Tarea a realizar =
Copia todo lo que va desde "Pienso que, si" hasta "para evitar injusticias." en el texto sobre el árbitro, y rebautiza "árbitro" como "juez".

Fragmento de origen =
=====

Pienso que, si hay algo en lo que podríamos todos estar de acuerdo, es en que no nos gusta cuando un árbitro quiere ser protagonista en un partido de futbol; obviamente, en el momento del juego, cada uno tiene su equipo, pero no esperamos que el árbitro pite 5 penales a favor nuestro y que para ganar omita las faltas de nuestro equipo. A lo que todos aspiramos es a un juego justo, que nuestro equipo juegue mejor y que el árbitro simplemente señale las faltas para evitar injusticias.

Independientemente del contexto, el árbitro nunca debería ser un jugador que influye en el resultado, mucho menos un Dios todopoderoso que, antes del partido, puede determinar quién pasa a la siguiente ronda o es coronado campeón; de otra forma, el juego perdería toda su esencia y el deporte se desmembraría. Algo similar sucede en la vida real y la política, y extrañamente, a diferencia del futbol soccer, mucha gente termina votando a favor de que se cometan injusticias.

EL ÁRBITRO COMO UN JUGADOR

Supongamos que un partido final de la Copa Mundial va 1 a 1, que el árbitro ya le ha concedido un penal de regalo al equipo “A”, y que ha omitido veinte faltas contra el equipo “B” y, cansado de que su equipo no ha logrado el resultado esperado, intercepta la bola y hace un disparo para anotar un gol contra el equipo “B”, siendo luego el suyo coronado campeón. ¿Estaría alguien de acuerdo con esa acción? Lo dudo, pero, entonces, ¿por qué tolerarnos eso diariamente en nuestra sociedad?

El árbitro, como el Estado, no debería ser sólo otro jugador en sociedad, pues el árbitro, por su naturaleza, tiene poderes extraordinarios con la habilidad de mover el balance de un lado a otro de una forma injusta y desproporcionada. Si, a la vez, el árbitro asume el papel de jugador en la economía, el principio de justicia y competencia se distorsiona completamente, el resto de los jugadores -la sociedad- se desmotiva, pues, para ganar, no es suficiente con tener más talento, practicar y trabajar más duro, sino tener el favor del árbitro. Esto, de inmediato, empieza a destruir la capacidad competitiva, el esfuerzo y la eficiencia, y, cuando estos valores se distorsionan, el juego se corrompe, y así su nivel baja a los suelos. En el futbol soccer eso sólo lograría la decadencia del deporte, pero, en la vida real, eso tiene consecuencias peores: represión, hambruna, totalitarismo, y muerte.

=====

Entradas que señalan objetos etiquetados =

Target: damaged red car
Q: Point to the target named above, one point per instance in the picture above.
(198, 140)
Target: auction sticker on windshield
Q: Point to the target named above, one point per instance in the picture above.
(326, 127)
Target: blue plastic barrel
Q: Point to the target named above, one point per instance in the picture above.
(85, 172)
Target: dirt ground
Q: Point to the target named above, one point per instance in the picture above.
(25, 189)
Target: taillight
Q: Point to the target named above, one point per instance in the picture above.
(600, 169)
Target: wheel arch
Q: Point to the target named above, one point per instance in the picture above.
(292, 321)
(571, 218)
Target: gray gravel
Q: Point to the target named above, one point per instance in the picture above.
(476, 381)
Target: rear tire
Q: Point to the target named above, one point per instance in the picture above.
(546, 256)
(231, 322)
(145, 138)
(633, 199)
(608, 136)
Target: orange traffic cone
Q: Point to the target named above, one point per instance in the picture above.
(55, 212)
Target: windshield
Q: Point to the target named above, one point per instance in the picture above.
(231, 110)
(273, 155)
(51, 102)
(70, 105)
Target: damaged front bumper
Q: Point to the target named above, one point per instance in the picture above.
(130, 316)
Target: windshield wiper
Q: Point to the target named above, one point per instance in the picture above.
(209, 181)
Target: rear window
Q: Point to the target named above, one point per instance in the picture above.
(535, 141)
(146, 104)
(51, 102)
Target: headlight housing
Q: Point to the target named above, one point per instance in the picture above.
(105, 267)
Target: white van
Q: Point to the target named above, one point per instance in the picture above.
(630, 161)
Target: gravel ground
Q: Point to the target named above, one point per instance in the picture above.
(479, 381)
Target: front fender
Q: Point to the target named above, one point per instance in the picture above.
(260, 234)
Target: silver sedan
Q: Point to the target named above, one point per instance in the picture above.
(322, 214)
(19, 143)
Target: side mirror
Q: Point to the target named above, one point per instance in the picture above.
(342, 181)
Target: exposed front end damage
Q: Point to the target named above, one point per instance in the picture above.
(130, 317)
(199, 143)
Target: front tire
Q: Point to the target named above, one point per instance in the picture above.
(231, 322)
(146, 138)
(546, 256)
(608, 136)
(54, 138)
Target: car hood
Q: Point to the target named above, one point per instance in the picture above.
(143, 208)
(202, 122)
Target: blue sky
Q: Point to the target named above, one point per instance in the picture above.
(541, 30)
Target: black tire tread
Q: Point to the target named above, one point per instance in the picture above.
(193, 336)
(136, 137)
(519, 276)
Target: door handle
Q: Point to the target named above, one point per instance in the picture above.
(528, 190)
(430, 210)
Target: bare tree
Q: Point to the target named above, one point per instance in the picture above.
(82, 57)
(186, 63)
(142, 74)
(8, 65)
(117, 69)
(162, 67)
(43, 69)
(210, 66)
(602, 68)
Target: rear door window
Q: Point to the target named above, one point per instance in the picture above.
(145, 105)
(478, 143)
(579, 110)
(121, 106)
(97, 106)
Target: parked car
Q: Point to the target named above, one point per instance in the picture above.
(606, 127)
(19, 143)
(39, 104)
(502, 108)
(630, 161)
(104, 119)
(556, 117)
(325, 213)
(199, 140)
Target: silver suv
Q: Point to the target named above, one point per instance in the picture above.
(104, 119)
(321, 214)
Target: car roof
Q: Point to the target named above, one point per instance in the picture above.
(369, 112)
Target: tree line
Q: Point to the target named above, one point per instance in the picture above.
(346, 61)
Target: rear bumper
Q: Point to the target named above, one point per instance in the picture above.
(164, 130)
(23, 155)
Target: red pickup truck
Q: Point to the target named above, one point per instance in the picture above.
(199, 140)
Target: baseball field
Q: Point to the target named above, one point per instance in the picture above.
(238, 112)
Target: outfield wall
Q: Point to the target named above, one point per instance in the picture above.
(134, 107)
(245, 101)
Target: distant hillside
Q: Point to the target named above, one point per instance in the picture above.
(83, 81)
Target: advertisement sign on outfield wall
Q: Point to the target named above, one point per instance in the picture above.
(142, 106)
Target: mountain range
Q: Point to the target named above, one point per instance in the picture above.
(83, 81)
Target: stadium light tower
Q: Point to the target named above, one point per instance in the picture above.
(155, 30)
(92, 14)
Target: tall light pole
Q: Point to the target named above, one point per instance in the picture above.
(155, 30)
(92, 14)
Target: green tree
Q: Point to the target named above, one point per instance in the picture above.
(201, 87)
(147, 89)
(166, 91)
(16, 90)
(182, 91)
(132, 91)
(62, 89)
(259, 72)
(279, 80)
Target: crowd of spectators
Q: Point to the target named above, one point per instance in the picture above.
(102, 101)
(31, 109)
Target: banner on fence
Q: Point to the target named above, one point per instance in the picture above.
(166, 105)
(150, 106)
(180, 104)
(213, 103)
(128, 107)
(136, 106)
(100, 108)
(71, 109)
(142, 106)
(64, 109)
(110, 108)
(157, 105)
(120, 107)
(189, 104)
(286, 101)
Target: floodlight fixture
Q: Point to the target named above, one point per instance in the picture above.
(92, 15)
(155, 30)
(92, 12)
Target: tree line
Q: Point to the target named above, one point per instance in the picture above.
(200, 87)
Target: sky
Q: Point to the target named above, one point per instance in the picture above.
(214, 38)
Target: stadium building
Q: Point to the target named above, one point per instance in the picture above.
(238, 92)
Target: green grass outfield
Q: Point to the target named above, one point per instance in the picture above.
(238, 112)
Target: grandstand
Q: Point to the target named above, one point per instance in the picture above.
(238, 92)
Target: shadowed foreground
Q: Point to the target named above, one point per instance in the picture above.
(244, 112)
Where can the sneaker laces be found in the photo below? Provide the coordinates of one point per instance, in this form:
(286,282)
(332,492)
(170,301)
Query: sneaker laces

=====

Tarea realizada =
Pienso que, si hay algo en lo que podríamos todos estar de acuerdo, es en que no nos gusta cuando un juez quiere ser protagonista en un partido de futbol; obviamente, en el momento del juego, cada uno tiene su equipo, pero no esperamos que el juez pite 5 penales a favor nuestro y que para ganar omita las faltas de nuestro equipo. A lo que todos aspiramos es a un juego justo, que nuestro equipo juegue mejor y que el juez simplemente señale las faltas para evitar injusticias.